--- BEGIN Data extract ---
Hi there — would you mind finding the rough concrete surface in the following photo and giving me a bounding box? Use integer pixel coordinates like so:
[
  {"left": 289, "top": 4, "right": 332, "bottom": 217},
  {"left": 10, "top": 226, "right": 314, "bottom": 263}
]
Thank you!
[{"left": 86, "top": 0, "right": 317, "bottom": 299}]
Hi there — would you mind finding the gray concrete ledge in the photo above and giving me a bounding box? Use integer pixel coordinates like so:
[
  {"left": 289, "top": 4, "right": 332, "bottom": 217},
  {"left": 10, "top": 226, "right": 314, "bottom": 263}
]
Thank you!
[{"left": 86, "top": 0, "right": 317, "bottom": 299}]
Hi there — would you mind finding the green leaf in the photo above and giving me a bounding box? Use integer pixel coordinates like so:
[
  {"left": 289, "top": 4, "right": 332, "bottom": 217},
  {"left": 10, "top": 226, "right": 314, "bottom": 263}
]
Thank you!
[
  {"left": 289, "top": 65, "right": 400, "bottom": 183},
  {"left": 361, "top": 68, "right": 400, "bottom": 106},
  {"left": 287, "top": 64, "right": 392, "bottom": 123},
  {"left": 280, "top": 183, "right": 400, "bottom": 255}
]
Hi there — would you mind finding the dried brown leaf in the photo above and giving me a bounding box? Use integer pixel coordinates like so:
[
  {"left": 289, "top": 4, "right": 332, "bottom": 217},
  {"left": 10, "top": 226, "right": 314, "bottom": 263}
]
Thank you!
--- END Data extract ---
Given exercise:
Could you reproduce every one of the lines above word for word, from the first through the last?

Output of the exercise:
Hi there — would you mind finding the rough concrete surface in the following photo and giving me a bounding box? Use integer pixel coordinates like so:
[
  {"left": 289, "top": 4, "right": 332, "bottom": 217},
  {"left": 10, "top": 226, "right": 314, "bottom": 263}
]
Thank you!
[{"left": 86, "top": 0, "right": 317, "bottom": 299}]
Hi there — would you mind finding the gray concrete ledge in the photo above and giving me a bounding box? Use integer pixel coordinates like so:
[
  {"left": 289, "top": 4, "right": 332, "bottom": 217},
  {"left": 10, "top": 226, "right": 314, "bottom": 263}
]
Thank you!
[{"left": 86, "top": 0, "right": 317, "bottom": 299}]
Hi there — would you mind finding the green leaf in the photo above and giving me a bounding box? Use integer pixel coordinates like so:
[
  {"left": 289, "top": 4, "right": 332, "bottom": 217},
  {"left": 10, "top": 226, "right": 314, "bottom": 263}
]
Thank you!
[
  {"left": 289, "top": 65, "right": 400, "bottom": 183},
  {"left": 361, "top": 68, "right": 400, "bottom": 106},
  {"left": 287, "top": 64, "right": 392, "bottom": 123},
  {"left": 280, "top": 183, "right": 400, "bottom": 255}
]
Hi there — would you mind finding the dried brown leaf in the photo above and giving me a bounding box? Use integer pixel coordinates like so:
[
  {"left": 289, "top": 4, "right": 332, "bottom": 217},
  {"left": 10, "top": 226, "right": 314, "bottom": 263}
]
Thank you!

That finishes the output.